#### Source text:
After completing all settings, click “NEXT”.
Configuring VMware NSX Advanced Load Balancer
-
Connect to NSX ALB by setting the following items and clicking “VERIFY CREDENTIALS”.
- CONTROLLER HOST: Specify the IP address or FQDN of NSX ALB.
- USERNAME: Specify the account name used to log in to NSX ALB. The default is “admin”.
- PASSWORD: Specify the password for the account.
- CONTROLLER CERTIFICATE AUTHORITY: Paste the certificate obtained in Obtain a certificate when building NSX ALB.

-
When connecting to NSX ALB, you can additionally configure the following items.
- CLOUD NAME: Specify “Default-Cloud”.
- Workload Cluster: Workload cluster settings.
- SERVICE ENGINE GROUP NAME: Specify “Default-Group”.
- WORKLOAD CLUSTER - DATA PLANE VIP NETWORK NAME: Specify the network for Kubernetes.
- WORKLOAD CLUSTER - CONTROL PLANE VIP NETWORK NAME: Specify the network for Kubernetes.
- WORKLOAD CLUSTER - DATA PLANE VIP NETWORK CIDR: Enter the network address for Kubernetes.
- WORKLOAD CLUSTER - CONTROL PLANE VIP NETWORK CIDR: Enter the network address for Kubernetes.
- Management Cluster: Management cluster settings. These are basically the same as the Workload Cluster settings.
- MANAGEMENT CLUSTER - SERVICE ENGINE GROUP NAME: Specify “Default-Group”.
- MANAGEMENT CLUSTER - DATA PLANE VIP NETWORK NAME: Specify the network for Kubernetes.
- MANAGEMENT CLUSTER - CONTROL PLANE VIP NETWORK: Specify the network for Kubernetes.
- MANAGEMENT CLUSTER - DATA PLANE VIP NETWORK CIDR: Enter the network address for Kubernetes.
- MANAGEMENT CLUSTER - CONTROL PLANE VIP NETWORK CIDR: Enter the network address for Kubernetes.
- CLUSTER LABELS: Labels can be assigned to clusters.
The settings in this article are shown below. They are only examples; if your network design or NSX ALB settings are different, configure them for your environment.

After completing all settings, click “NEXT”.
Metadata settings
Here you can specify metadata for your Management cluster. This article does not configure any metadata.
After completing the settings, click “NEXT”.

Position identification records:
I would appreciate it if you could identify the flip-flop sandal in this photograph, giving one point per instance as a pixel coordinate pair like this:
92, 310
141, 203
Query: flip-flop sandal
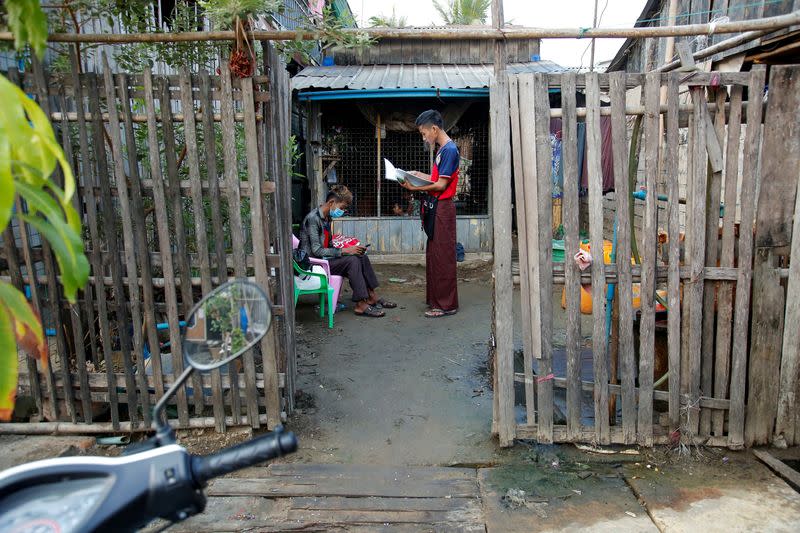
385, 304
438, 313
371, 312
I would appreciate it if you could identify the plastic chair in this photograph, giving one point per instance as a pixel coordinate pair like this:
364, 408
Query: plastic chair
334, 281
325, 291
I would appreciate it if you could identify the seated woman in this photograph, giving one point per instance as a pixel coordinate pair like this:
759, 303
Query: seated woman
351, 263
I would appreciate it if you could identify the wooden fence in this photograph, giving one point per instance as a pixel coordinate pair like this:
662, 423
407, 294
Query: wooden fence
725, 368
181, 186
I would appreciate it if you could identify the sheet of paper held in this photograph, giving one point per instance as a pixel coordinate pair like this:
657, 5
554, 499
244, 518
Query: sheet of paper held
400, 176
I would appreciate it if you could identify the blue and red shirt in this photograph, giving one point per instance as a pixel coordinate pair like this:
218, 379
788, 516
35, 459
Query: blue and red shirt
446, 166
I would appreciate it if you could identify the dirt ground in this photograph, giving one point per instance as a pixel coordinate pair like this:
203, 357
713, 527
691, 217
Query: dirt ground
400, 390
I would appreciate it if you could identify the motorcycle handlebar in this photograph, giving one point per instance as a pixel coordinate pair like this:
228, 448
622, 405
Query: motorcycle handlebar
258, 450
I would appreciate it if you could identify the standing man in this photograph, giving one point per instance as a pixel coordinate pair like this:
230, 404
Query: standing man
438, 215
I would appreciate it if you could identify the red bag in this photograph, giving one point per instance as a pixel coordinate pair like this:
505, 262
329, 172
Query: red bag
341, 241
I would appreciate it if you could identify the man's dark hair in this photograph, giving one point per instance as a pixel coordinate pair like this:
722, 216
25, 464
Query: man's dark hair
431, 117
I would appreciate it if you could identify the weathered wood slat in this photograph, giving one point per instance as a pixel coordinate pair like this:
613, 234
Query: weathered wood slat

#### Task requirements:
**A.** Please quote everything in the NSX ALB configuration text from "Configuring VMware NSX" down to "building NSX ALB.".
**B.** In the NSX ALB configuration text, which fields must be set before clicking "VERIFY CREDENTIALS"?
The items above are separate material from the NSX ALB configuration text.

#### Per-task outputs:
**A.**
Configuring VMware NSX Advanced Load Balancer
-
Connect to NSX ALB by setting the following items and clicking “VERIFY CREDENTIALS”.
- CONTROLLER HOST: Specify the IP address or FQDN of NSX ALB.
- USERNAME: Specify the account name used to log in to NSX ALB. The default is “admin”.
- PASSWORD: Specify the password for the account.
- CONTROLLER CERTIFICATE AUTHORITY: Paste the certificate obtained in Obtain a certificate when building NSX ALB.

**B.** CONTROLLER HOST, USERNAME, PASSWORD, CONTROLLER CERTIFICATE AUTHORITY